§ **Aim**: Return verbatim everything in the BCS commentary from "Under the existing" down to "USC/Oklahoma? Classically gory.)".

Updated throughout the day with quick takes from staff.
by Spencer Hall • Nov 24, 2008 5:00 PM EST
Outrage is cheap and plentiful, and like most cheap and plentiful things it is useless when you need to get something done. Any and all outrage over the BCS is functionally useless, and like a customer stuck bellowing at the mute face of an off-bank ATM charging you for the money you must have at that moment, you will take the fee for being a fan because you need the money far more than you can tolerate the lack of it. Go ahead and yell at it all you like -- it changes nothing, and might get you a misdemeanor charge when a passing cop sees you kicking the daylights out of a poor defenseless machine.
Sputter on if you like, but despicable as the BCS may be, it is a vast improvement over the old systems of determining a national champion. Remember that in the past -- from 1965 to 1967 -- the AP's national championship could in fact be awarded before the bowl season, meaning double the outrage when your appointed champion went down in flames in a bowl game. Before the half-sanity of the BCS there was voting, and voting alone, to determine the national championship, a process that due to bowl contracts meant the best teams playing each other was never even a possibility.
Under the existing system, that is at least a possibility, and that is an improvement from the previous regimes of crowning national champions. Also, if this seems familiar, it should, since panicking over the BCS leading into this year has only had one undeniably busted year: 2003, when USC and LSU split the title after Oklahoma snuck into the picture through the magic of some funky BCS math. A decade of the system has been good in producing fair matchups, even if the results in the games themselves have been erratic. (OSU/Miami? Classic. USC/Oklahoma? Classically gory.)

§ **Data listing**:

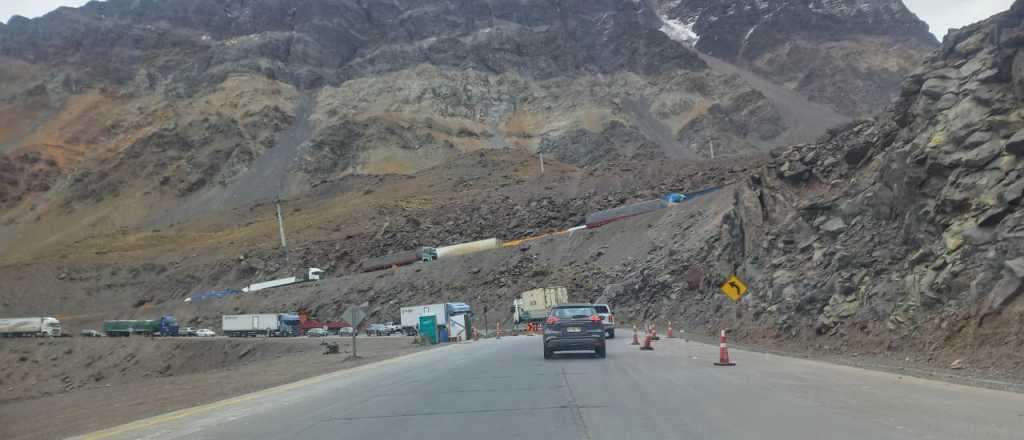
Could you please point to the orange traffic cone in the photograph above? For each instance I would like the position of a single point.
(646, 342)
(723, 352)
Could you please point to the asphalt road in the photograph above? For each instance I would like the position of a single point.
(503, 389)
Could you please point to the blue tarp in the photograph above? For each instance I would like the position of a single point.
(459, 308)
(214, 294)
(675, 198)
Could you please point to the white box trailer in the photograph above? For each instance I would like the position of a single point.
(468, 248)
(310, 274)
(42, 326)
(534, 305)
(251, 324)
(411, 316)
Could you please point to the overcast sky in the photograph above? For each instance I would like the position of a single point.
(940, 14)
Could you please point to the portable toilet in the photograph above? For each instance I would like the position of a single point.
(428, 328)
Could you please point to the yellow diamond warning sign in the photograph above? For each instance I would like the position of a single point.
(734, 288)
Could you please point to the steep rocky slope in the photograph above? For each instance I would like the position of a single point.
(850, 54)
(125, 114)
(896, 237)
(126, 191)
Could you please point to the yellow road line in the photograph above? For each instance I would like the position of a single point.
(159, 420)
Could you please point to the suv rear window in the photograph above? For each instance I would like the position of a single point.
(573, 313)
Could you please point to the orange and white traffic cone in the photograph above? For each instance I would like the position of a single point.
(646, 342)
(723, 352)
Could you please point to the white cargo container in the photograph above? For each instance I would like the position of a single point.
(43, 326)
(252, 324)
(468, 248)
(534, 305)
(311, 274)
(411, 316)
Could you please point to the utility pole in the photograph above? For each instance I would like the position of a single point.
(281, 228)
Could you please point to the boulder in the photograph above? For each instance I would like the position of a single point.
(1015, 266)
(936, 87)
(834, 225)
(1016, 144)
(982, 156)
(947, 101)
(977, 139)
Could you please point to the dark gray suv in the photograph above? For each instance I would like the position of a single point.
(573, 326)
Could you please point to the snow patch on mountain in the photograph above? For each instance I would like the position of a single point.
(680, 31)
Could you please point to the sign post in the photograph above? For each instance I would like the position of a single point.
(734, 289)
(355, 315)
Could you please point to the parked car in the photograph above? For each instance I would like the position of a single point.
(607, 319)
(377, 330)
(573, 326)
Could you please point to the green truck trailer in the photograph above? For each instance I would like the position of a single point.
(166, 325)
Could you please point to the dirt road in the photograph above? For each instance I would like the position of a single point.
(139, 378)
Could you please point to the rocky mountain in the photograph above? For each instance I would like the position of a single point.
(151, 113)
(143, 143)
(849, 54)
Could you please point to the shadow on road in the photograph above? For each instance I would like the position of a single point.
(574, 355)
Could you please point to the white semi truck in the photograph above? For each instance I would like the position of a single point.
(411, 315)
(32, 326)
(271, 324)
(310, 274)
(532, 306)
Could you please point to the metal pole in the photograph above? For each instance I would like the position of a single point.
(281, 228)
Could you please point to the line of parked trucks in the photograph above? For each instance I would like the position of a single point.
(593, 221)
(453, 320)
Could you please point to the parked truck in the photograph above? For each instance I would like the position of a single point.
(270, 324)
(32, 326)
(310, 274)
(167, 325)
(411, 315)
(532, 306)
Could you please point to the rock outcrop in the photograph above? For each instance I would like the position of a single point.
(848, 54)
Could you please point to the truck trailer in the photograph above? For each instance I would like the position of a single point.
(411, 315)
(310, 274)
(32, 326)
(532, 306)
(270, 324)
(167, 325)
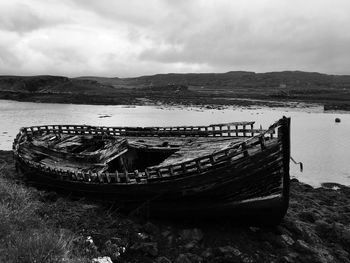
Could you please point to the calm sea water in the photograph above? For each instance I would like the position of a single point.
(317, 141)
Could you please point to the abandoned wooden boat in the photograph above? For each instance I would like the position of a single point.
(227, 169)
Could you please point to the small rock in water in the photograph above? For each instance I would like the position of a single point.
(102, 260)
(192, 234)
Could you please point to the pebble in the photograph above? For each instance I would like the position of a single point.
(102, 260)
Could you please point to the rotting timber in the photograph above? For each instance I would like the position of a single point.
(227, 169)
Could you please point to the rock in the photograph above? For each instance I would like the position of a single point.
(143, 236)
(229, 250)
(294, 227)
(322, 228)
(166, 233)
(308, 216)
(192, 234)
(287, 239)
(151, 228)
(163, 260)
(207, 254)
(102, 260)
(254, 229)
(275, 240)
(150, 248)
(182, 258)
(188, 258)
(301, 246)
(286, 259)
(170, 241)
(191, 245)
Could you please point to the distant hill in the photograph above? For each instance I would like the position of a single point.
(190, 88)
(245, 79)
(52, 85)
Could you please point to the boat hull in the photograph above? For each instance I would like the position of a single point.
(254, 188)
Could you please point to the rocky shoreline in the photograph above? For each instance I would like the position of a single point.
(315, 229)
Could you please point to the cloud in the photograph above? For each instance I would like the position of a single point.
(131, 38)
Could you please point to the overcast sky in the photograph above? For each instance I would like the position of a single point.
(118, 38)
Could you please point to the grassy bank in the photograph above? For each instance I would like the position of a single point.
(40, 226)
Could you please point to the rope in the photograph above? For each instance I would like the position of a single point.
(300, 164)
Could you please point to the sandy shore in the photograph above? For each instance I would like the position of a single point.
(315, 229)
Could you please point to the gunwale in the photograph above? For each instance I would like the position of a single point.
(251, 137)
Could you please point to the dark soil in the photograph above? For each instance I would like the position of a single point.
(315, 229)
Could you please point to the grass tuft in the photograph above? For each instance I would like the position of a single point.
(38, 246)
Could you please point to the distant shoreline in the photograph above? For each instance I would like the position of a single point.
(237, 88)
(209, 102)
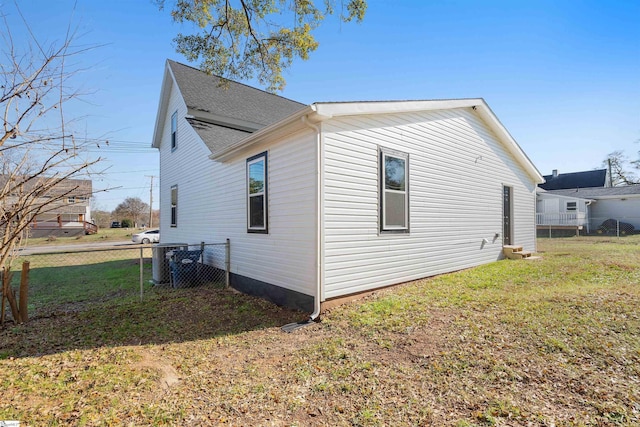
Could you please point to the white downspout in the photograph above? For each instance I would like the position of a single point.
(319, 204)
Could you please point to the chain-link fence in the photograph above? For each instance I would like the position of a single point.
(60, 281)
(563, 225)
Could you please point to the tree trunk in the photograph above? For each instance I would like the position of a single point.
(24, 292)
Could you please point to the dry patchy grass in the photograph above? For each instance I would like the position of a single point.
(549, 342)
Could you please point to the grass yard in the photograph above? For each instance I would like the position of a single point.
(551, 342)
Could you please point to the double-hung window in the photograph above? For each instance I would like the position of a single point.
(174, 130)
(257, 194)
(174, 206)
(394, 189)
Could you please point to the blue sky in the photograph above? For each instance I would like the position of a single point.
(562, 76)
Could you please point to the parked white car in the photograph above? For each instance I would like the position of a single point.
(147, 236)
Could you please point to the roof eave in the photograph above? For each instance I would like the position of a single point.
(322, 111)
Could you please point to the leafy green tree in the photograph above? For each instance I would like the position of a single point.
(241, 39)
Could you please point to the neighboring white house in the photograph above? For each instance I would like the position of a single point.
(326, 200)
(607, 203)
(555, 211)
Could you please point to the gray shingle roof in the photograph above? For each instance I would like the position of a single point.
(217, 137)
(212, 94)
(595, 193)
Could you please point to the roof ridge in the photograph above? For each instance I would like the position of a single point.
(233, 81)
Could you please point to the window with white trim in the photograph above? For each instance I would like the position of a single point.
(174, 130)
(394, 189)
(174, 206)
(257, 194)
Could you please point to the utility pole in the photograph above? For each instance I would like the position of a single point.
(150, 201)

§ **Task response**:
Under the existing system, that is at least a possibility, and that is an improvement from the previous regimes of crowning national champions. Also, if this seems familiar, it should, since panicking over the BCS leading into this year has only had one undeniably busted year: 2003, when USC and LSU split the title after Oklahoma snuck into the picture through the magic of some funky BCS math. A decade of the system has been good in producing fair matchups, even if the results in the games themselves have been erratic. (OSU/Miami? Classic. USC/Oklahoma? Classically gory.)